-- Written problem --
Copy the following lines out word for word, all items included.
** START OF Input rows **
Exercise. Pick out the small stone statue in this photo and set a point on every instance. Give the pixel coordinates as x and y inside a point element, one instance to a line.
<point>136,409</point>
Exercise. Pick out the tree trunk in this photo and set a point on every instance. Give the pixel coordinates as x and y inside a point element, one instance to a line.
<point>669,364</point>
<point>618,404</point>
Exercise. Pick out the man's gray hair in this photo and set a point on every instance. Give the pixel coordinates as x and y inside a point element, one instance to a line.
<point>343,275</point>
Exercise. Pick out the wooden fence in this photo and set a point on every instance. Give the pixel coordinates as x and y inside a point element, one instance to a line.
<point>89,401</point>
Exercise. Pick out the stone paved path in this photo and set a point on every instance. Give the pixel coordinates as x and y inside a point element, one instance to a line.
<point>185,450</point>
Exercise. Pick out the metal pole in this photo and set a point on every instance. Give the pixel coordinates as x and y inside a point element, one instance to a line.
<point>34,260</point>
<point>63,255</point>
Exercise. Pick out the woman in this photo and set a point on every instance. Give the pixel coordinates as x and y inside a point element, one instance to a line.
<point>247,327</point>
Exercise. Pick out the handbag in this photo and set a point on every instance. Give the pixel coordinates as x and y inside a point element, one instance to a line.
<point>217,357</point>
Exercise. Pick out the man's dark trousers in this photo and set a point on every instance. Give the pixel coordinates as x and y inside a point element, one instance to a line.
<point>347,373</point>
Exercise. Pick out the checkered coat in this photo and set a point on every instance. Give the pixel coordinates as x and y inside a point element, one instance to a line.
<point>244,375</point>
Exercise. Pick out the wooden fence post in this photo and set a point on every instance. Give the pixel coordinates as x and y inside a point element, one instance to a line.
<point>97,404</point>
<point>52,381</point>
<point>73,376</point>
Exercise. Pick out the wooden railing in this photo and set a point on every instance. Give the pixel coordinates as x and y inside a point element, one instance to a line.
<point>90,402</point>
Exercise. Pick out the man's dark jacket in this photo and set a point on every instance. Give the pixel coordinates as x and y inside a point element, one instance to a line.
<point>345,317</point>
** END OF Input rows **
-- Output below --
Exercise. Pick out the small stone statue in this photo and set a point on every instance. Give the pixel coordinates as x and y inside a point element, one instance to a line.
<point>136,409</point>
Exercise. Pick out the tree trunk in this photo and set a point on every instance. Give the pixel coordinates as x and y inside a point element, one instance to a line.
<point>669,364</point>
<point>618,404</point>
Exercise. Pick out the man's gray hair in this photo and set a point on every instance. Give the pixel coordinates as x and y inside a point element, one instance to a line.
<point>343,275</point>
Exercise. Pick out the wooden fence in this photo and set a point on every instance. Give the pixel coordinates as x and y inside a point element, one instance to a line.
<point>89,401</point>
Exercise. Pick out the stone paved path in this photo and set a point on every instance. Give the pixel coordinates as x and y inside a point element, one instance to a line.
<point>185,450</point>
Exercise. Pick out the metal pole in this photo and set a point on every instance. Give the pixel coordinates as x and y inside a point element, one instance to a line.
<point>34,260</point>
<point>63,255</point>
Exercise. Pick out the woman in this photo and set a point on every instance. Give the pixel coordinates as x and y inside a point element, one instance to a line.
<point>247,327</point>
Exercise. Pick out the handbag in this photo and set a point on every instance. Give the pixel coordinates as x and y inside a point element, one instance to a line.
<point>217,357</point>
Exercise. Pick out the man's dark trousers in this photo and set a point on every instance. Give the pixel coordinates as x and y inside a point element, one instance to a line.
<point>347,373</point>
Exercise. Pick out the checkered coat in this photo and set a point on every instance. Give the pixel coordinates as x and y inside a point element, one instance to a line.
<point>244,375</point>
Exercise. Pick out the wooden fence post in this photo and set a point on every instance. Give the pixel coordinates as x and y inside a point element, one instance to a line.
<point>97,404</point>
<point>52,381</point>
<point>73,376</point>
Exercise. Pick out the wooden railing in this photo and set a point on every instance. Give the pixel coordinates as x and y inside a point element, one instance to a line.
<point>90,402</point>
Exercise. Pick out the man's dark jacket in this photo and set a point on every instance. Give the pixel coordinates as x and y inside a point element, one instance to a line.
<point>345,317</point>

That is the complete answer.